> _What you have to do_
From the market report, extract verbatim the passage that begins at the words "Although the digital" and stops after the words "on coronavirus-related expenses.".

> _Source text_
"People are tired, perhaps, Friday. The kiwi sagged all day from early morning our time. Equities and the S&P futures are down and that tells you the story: risk off, sell kiwi," said Imre Speizer, currency strategist at Westpac.
One of the reasons the US equities markets lost ground was Amazon's reminder of the impact of the coronavirus on the world economy.
Although the digital giant's first-quarter sales topped analysts' expectations as consumers flocked online amid the coronavirus crisis, earnings were lower than expected as Amazon incurred costs to adapt to the pandemic.
It said it plans to spend at least US$4 billion ($6.5b) – all its forecast second-quarter operating earnings – on coronavirus-related expenses.
Chief executive Jeff Bezos told shareholders "you may want to take a seat, because we're not thinking small.
"Under normal circumstances, in this coming second quarter we'd expect to make some US$4b or more in operating profit," he said.
"But these aren't normal circumstances. Instead, we expect to spend the entirety of that US$4b, and perhaps a bit more, on Covid-related expenses getting products to customers and keeping employees safe."
Further evidence of how the disease is ravaging the world's largest economy will come later today when the Institute for Supply Management releases its manufacturing report – it is expected to show US manufacturing activity in April contracted further to 37 points form 49.1 in March – a reading below 50 indicates contracting activity.
Meanwhile, the grim statistics on the toll the virus is taking on the United States continue to escalate – it now has nearly 1.1 million people reported to be infected, a third of the reported cases globally, and nearly 64,000 people have died since early March.
New Zealand reported three new cases today, taking the total infected to 1,479, while deaths were unchanged at 19.
The New Zealand dollar was trading at 94.17 Australian cents from 93.60 cents at 5pm yesterday. It was at 48.44 British pence from 49.27, at 55.60 euro cents from 56.55, at 65.21 yen from 66.44 and at 4.2988 Chinese yuan from 4.3328.
The bid price on the two-year swap rate closed at 0.1700 per cent from 0.1425 per cent yesterday, and 10-year swaps were at 0.7025 per cent from 0.7675.

Extracted data entries
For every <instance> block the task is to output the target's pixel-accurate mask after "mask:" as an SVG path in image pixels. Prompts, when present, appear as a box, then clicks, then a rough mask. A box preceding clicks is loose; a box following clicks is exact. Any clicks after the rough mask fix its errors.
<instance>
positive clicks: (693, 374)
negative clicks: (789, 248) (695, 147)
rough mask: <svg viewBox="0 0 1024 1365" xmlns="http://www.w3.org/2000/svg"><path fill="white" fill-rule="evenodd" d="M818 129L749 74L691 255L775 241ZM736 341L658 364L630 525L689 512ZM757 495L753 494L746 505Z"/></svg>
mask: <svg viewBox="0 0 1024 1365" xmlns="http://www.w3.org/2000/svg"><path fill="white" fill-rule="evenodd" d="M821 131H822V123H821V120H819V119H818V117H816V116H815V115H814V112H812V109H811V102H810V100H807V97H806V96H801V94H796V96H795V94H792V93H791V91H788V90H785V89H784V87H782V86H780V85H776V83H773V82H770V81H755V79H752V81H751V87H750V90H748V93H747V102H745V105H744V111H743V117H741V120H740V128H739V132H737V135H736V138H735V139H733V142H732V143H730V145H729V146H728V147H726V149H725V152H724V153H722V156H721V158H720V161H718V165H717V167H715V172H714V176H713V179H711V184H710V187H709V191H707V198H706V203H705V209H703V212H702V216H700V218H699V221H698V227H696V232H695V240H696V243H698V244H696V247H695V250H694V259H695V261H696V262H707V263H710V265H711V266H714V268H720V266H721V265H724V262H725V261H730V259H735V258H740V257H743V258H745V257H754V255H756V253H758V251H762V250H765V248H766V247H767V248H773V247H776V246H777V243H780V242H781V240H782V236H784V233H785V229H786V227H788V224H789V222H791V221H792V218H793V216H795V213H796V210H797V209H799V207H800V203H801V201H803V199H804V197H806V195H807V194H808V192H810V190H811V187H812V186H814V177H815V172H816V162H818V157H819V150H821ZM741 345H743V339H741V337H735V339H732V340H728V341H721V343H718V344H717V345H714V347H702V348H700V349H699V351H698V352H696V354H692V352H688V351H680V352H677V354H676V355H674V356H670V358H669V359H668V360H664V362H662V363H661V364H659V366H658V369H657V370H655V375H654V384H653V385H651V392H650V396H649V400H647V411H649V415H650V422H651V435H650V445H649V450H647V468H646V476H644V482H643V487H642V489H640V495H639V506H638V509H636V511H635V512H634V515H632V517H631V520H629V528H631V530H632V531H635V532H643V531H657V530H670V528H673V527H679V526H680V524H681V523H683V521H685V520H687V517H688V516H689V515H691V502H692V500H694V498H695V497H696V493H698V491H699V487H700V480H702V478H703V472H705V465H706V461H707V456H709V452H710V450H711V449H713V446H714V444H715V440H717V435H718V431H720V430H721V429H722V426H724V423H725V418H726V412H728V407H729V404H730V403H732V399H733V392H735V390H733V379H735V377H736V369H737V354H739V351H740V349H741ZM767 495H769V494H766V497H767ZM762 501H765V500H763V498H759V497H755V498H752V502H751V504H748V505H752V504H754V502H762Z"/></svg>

---

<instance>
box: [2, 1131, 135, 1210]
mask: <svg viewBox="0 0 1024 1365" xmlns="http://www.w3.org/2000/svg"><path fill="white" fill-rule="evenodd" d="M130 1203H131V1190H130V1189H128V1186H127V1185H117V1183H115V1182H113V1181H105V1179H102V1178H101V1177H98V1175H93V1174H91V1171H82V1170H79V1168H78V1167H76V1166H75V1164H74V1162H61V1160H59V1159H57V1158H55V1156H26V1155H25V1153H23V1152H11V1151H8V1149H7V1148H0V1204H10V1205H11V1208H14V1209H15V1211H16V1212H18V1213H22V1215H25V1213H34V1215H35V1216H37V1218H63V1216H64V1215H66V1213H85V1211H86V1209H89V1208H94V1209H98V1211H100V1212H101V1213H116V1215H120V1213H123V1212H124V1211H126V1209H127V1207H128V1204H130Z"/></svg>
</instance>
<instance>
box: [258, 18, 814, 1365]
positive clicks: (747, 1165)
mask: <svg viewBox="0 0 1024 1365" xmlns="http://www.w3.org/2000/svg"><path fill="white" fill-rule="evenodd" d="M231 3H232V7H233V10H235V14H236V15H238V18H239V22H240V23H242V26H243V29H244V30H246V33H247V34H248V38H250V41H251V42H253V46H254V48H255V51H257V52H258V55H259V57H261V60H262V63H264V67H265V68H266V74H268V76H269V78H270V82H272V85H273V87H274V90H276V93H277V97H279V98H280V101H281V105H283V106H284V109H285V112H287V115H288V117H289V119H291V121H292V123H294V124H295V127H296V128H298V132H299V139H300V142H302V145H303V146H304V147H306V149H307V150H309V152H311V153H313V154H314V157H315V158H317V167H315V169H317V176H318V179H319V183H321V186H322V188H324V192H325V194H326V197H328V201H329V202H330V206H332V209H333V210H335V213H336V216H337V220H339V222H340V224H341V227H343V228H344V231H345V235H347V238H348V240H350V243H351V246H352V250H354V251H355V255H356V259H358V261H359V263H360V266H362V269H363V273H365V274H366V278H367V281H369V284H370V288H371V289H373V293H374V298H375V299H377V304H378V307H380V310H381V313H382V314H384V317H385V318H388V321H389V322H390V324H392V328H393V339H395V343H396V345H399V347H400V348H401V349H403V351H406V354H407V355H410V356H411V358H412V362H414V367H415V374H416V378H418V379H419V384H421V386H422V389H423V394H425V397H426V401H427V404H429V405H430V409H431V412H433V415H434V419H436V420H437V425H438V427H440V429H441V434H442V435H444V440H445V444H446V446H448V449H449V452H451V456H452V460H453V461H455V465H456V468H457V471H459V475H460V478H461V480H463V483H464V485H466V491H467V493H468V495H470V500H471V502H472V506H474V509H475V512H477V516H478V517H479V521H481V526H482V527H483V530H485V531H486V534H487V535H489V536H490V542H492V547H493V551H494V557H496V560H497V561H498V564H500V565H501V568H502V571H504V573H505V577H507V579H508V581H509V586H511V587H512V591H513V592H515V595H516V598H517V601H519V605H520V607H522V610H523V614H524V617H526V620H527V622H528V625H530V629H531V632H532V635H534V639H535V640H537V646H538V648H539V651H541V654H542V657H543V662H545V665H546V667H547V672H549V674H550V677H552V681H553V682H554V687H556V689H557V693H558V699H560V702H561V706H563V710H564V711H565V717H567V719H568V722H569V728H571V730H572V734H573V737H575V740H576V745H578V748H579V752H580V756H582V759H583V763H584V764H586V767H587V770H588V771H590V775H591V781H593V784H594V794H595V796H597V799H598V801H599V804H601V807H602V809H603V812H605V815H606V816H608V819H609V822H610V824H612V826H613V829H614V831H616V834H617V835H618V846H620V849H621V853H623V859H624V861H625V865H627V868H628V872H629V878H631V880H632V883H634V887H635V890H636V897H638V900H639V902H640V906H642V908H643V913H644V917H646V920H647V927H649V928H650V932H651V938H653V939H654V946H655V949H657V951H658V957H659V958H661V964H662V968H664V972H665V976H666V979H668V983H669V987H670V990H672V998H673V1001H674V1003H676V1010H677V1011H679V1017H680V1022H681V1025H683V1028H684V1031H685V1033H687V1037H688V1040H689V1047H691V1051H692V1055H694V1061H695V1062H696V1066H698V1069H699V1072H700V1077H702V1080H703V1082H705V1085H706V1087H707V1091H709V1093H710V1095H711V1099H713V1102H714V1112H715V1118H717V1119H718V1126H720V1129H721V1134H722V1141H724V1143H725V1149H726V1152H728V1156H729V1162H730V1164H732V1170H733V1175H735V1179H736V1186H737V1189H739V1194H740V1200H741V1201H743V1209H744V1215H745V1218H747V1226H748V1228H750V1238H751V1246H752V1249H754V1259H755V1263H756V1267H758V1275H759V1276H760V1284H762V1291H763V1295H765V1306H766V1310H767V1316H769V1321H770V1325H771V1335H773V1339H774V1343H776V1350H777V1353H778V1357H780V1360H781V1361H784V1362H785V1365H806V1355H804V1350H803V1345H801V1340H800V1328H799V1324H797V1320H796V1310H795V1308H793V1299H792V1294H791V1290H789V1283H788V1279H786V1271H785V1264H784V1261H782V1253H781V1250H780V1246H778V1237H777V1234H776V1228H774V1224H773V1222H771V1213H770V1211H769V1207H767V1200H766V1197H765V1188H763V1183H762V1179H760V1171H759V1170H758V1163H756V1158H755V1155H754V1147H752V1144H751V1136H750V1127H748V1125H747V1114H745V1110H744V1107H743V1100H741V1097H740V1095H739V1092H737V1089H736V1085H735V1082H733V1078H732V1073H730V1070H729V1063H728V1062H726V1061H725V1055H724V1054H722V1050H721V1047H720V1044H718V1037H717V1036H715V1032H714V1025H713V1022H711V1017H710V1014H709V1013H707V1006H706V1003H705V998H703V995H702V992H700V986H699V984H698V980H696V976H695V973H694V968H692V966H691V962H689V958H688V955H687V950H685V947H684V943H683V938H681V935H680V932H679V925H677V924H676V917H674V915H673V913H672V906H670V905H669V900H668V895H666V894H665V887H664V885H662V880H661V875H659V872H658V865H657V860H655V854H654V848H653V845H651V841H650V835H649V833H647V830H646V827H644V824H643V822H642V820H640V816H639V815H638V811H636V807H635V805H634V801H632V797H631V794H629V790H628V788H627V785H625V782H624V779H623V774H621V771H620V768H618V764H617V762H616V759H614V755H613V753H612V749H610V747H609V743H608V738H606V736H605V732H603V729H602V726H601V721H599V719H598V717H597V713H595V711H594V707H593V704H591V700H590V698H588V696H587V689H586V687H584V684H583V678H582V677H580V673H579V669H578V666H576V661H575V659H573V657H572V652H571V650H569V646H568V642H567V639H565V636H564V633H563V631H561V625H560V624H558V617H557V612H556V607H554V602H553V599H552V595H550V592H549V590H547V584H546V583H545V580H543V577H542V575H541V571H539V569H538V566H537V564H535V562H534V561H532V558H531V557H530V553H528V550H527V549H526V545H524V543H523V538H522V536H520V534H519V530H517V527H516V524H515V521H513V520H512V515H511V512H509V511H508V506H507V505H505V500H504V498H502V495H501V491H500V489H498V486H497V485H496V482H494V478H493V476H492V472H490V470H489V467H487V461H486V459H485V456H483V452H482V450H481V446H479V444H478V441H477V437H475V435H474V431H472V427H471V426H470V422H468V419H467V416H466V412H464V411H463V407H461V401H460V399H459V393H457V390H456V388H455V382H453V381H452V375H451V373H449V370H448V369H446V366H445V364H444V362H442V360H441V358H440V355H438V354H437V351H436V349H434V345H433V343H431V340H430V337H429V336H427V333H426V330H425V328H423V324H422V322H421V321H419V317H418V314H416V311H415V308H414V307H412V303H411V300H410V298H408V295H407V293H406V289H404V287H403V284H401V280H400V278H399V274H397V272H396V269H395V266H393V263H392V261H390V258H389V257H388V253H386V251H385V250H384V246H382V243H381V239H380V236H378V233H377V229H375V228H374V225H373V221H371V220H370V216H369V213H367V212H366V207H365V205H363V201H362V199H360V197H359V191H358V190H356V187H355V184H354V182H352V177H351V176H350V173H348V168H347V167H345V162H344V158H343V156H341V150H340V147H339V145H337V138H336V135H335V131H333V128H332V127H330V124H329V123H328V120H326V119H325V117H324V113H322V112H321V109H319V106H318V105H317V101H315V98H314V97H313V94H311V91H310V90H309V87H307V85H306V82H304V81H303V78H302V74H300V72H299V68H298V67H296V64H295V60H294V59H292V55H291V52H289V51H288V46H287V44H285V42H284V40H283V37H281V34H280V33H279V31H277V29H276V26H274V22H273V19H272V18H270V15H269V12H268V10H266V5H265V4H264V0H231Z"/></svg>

> _Written response_
Although the digital giant's first-quarter sales topped analysts' expectations as consumers flocked online amid the coronavirus crisis, earnings were lower than expected as Amazon incurred costs to adapt to the pandemic.
It said it plans to spend at least US$4 billion ($6.5b) – all its forecast second-quarter operating earnings – on coronavirus-related expenses.